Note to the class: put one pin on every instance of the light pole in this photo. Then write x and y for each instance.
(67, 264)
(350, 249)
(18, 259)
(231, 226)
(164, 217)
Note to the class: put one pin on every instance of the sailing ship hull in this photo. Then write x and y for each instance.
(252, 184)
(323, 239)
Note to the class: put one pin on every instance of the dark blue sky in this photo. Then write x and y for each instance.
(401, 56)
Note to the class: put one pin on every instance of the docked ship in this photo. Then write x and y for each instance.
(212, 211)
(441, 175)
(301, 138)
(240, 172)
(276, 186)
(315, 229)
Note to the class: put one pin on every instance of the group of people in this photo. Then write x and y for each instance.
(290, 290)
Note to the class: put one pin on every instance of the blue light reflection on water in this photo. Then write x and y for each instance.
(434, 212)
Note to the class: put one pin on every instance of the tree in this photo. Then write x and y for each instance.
------------------------------
# What this task involves
Word for word, copy out the entries.

# Problem solution
Note to the class: put one pin on every instance of the light pole in this photo. Then write x and y for each instance.
(67, 264)
(350, 249)
(18, 259)
(231, 226)
(164, 217)
Note to the class: put one pin on every instance of the sailing ship hull in this photo. Then write x and y for each instance.
(252, 184)
(323, 239)
Note to the class: put one pin on every instance of the dark blue sky in this photo. Then write x and y for each instance.
(401, 56)
Note to the class: put one pin on every instance of the docked ship in this photo. Then write x and y for each instance.
(212, 211)
(441, 175)
(301, 138)
(240, 172)
(276, 186)
(315, 229)
Note to the class: put one pin on every instance of the group of people in this photo. Then write x and y for each instance.
(290, 290)
Note to the class: put one pin on every instance of the blue light reflection on water in this photo. Then write x and y for each instance.
(434, 212)
Note to the class: put one pin on every instance of the tree in this photo. Then write x and y for each instance.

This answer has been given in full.